What is needed:
Copy the records word for word from their beginning up to and including the line with "Provide the mask of every instance of the lace", and leave the pictures out of your answer.

START Data to use

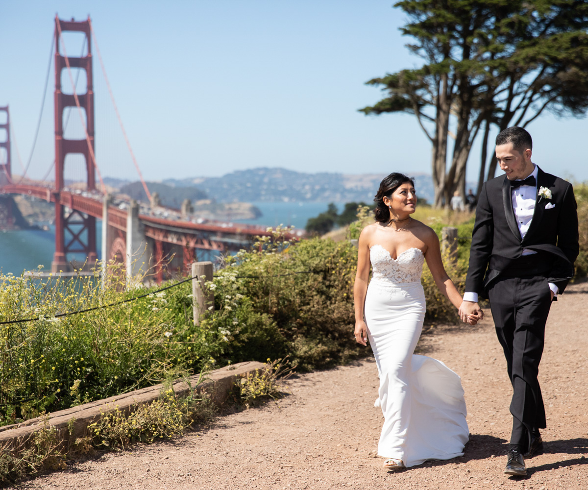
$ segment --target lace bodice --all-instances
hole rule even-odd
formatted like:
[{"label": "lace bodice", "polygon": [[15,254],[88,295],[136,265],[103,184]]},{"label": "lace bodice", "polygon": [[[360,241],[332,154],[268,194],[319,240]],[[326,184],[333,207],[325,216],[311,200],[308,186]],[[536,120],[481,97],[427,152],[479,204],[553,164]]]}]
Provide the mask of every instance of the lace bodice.
[{"label": "lace bodice", "polygon": [[369,249],[369,258],[374,279],[389,281],[393,284],[420,282],[425,261],[420,249],[407,249],[393,259],[382,245],[373,245]]}]

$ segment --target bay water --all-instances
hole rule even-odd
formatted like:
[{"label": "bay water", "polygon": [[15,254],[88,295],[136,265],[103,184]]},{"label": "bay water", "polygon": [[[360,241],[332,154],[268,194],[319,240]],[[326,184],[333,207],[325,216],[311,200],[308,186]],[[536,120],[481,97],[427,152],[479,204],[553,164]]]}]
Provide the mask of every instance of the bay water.
[{"label": "bay water", "polygon": [[[304,228],[309,218],[327,210],[326,202],[253,202],[262,215],[255,219],[235,220],[234,222],[250,223],[266,226],[293,225]],[[338,205],[339,212],[344,205]],[[102,222],[96,220],[96,244],[101,257]],[[23,271],[36,270],[39,265],[49,271],[55,246],[55,230],[52,225],[42,229],[0,231],[0,271],[20,275]],[[80,258],[81,259],[81,258]]]}]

END Data to use

Exercise answer:
$ segment --target lace bodice --all-instances
hole rule even-odd
formatted like:
[{"label": "lace bodice", "polygon": [[15,254],[88,295],[136,265],[103,184]]},{"label": "lace bodice", "polygon": [[[360,241],[332,154],[268,194],[319,240]],[[326,184],[333,207],[325,216],[311,200],[308,186]],[[536,120],[481,97],[427,152],[479,204],[553,164]]]}]
Provide the mask of every instance of the lace bodice.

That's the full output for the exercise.